#### Data supplied:
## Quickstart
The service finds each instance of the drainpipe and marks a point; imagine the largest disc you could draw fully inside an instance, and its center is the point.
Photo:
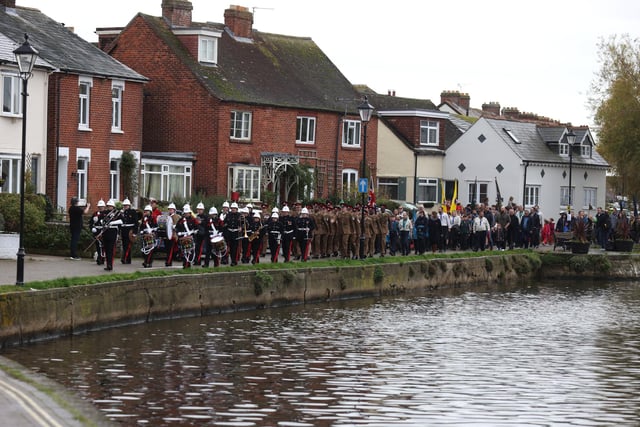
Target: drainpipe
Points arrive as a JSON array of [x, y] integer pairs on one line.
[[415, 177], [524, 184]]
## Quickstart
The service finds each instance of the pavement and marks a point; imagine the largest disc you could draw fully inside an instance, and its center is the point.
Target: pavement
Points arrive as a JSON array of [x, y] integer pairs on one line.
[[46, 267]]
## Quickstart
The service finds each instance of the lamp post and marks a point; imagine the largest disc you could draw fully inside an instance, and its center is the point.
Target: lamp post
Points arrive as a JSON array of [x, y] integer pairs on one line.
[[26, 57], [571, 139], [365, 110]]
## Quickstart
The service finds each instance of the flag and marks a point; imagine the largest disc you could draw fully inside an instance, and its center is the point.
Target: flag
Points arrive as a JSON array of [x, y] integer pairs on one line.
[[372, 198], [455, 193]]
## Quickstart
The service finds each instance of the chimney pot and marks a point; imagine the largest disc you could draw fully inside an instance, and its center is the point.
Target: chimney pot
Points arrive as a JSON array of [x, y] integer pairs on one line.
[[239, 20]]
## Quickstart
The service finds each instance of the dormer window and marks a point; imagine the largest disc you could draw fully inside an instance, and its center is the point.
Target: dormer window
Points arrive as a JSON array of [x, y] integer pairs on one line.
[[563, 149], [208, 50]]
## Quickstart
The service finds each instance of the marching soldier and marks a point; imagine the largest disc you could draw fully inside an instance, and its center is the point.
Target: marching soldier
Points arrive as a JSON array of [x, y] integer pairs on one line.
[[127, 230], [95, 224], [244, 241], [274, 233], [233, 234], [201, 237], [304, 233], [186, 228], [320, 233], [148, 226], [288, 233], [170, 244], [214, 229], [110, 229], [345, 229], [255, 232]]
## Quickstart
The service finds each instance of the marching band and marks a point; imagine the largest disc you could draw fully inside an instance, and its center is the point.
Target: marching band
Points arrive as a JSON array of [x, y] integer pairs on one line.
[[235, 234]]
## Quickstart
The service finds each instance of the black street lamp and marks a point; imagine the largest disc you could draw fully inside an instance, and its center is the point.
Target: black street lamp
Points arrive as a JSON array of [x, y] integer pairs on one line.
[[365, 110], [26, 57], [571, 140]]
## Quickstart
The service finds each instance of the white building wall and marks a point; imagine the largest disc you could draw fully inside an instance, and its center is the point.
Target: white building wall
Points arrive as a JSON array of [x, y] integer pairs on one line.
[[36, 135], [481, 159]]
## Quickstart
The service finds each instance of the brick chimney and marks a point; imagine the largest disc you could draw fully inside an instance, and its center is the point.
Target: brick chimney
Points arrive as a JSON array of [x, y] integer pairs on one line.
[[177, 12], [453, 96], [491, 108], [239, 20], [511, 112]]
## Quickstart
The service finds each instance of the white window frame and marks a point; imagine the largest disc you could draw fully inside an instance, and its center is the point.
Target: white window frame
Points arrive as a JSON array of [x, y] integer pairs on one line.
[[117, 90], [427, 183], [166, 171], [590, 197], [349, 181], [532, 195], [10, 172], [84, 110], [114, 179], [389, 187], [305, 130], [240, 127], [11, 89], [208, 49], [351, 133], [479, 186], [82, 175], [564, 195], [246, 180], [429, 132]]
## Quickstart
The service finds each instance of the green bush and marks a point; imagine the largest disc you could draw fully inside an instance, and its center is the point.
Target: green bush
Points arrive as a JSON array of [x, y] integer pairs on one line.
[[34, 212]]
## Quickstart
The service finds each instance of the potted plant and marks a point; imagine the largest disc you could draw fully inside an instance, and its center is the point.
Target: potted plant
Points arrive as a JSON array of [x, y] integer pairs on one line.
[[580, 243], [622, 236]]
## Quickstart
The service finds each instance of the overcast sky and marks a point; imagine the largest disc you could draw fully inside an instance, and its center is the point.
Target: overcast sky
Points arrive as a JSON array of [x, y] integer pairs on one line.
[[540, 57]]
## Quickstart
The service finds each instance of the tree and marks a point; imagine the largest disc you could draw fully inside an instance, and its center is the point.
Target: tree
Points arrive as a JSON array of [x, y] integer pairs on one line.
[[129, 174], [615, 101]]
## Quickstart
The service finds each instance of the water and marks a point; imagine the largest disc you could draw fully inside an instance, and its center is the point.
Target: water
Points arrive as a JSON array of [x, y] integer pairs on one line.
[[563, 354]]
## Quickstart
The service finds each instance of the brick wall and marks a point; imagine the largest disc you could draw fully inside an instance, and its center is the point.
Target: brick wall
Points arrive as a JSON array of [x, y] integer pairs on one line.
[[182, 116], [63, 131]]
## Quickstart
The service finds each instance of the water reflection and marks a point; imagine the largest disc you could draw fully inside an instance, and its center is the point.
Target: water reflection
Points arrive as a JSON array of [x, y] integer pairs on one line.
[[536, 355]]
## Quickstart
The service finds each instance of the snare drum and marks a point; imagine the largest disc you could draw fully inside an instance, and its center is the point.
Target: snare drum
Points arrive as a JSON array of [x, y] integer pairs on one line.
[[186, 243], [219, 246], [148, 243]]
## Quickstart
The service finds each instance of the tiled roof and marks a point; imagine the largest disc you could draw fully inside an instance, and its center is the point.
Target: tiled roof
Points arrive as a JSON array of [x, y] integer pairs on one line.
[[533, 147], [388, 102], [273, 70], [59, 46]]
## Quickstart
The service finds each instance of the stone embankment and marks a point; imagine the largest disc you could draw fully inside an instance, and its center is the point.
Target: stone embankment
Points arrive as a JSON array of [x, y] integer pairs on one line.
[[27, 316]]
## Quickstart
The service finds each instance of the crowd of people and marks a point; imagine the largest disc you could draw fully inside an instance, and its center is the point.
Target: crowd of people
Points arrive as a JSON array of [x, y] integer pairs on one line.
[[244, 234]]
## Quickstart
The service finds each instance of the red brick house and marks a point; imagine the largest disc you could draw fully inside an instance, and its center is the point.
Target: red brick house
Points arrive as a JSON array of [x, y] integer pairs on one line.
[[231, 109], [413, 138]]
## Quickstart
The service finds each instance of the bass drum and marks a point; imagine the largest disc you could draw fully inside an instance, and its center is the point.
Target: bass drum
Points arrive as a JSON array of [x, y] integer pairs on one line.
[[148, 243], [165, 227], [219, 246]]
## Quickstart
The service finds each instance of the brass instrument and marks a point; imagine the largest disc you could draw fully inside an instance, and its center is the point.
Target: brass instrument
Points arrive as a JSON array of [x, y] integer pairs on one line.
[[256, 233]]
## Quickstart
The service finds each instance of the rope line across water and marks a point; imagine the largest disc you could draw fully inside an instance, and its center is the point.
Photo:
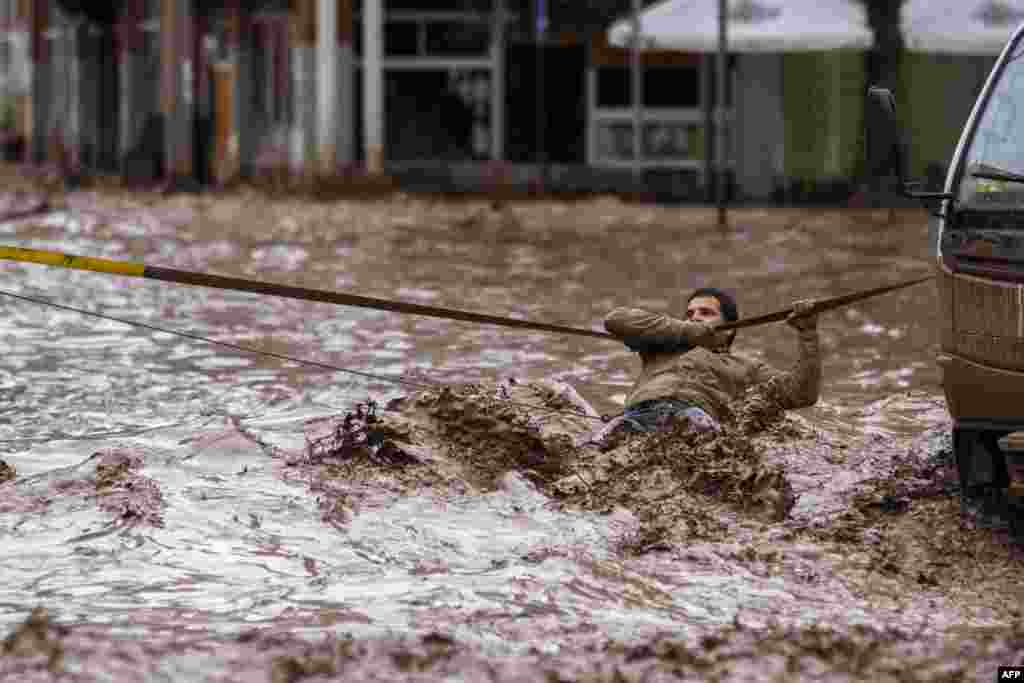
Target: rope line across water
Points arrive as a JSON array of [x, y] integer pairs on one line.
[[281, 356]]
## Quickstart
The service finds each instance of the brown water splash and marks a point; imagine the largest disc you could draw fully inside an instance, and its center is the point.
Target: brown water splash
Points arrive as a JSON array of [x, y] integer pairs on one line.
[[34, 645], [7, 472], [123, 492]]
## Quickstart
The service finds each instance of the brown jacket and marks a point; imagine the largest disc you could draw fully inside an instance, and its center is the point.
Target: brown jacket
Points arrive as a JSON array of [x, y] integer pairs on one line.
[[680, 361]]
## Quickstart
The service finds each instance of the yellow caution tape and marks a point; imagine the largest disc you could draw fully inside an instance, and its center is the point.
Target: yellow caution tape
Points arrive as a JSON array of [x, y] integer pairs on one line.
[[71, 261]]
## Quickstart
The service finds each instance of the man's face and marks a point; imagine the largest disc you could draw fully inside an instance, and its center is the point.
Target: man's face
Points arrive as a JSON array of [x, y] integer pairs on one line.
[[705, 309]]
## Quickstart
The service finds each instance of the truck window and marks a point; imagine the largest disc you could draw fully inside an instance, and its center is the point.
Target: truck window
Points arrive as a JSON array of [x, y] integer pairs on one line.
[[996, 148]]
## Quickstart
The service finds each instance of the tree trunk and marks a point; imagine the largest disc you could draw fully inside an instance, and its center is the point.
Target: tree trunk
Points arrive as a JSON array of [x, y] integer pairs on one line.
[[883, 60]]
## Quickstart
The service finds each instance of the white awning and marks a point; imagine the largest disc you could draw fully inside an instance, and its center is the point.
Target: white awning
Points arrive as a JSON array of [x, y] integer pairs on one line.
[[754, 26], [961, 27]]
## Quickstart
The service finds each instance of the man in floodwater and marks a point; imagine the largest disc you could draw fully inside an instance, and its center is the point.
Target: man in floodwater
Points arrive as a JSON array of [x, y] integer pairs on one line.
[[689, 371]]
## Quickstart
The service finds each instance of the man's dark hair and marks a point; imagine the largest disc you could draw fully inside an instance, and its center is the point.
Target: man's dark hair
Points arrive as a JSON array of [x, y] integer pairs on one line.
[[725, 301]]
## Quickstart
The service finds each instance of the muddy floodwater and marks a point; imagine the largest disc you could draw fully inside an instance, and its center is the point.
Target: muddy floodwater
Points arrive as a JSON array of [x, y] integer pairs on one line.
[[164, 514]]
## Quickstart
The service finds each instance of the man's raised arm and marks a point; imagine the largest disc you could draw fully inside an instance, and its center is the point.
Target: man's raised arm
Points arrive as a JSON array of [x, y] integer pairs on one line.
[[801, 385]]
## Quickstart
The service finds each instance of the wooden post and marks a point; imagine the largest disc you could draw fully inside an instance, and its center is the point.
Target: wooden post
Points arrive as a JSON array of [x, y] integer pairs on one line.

#### Request:
Pick out and copy each line of the rows above that contains the word "pavement". Case counts.

#### Exercise response:
The service finds each instance of the pavement and marks a point; imagine the largest disc you could draw fully inside an instance, and its center is the point.
Target: pavement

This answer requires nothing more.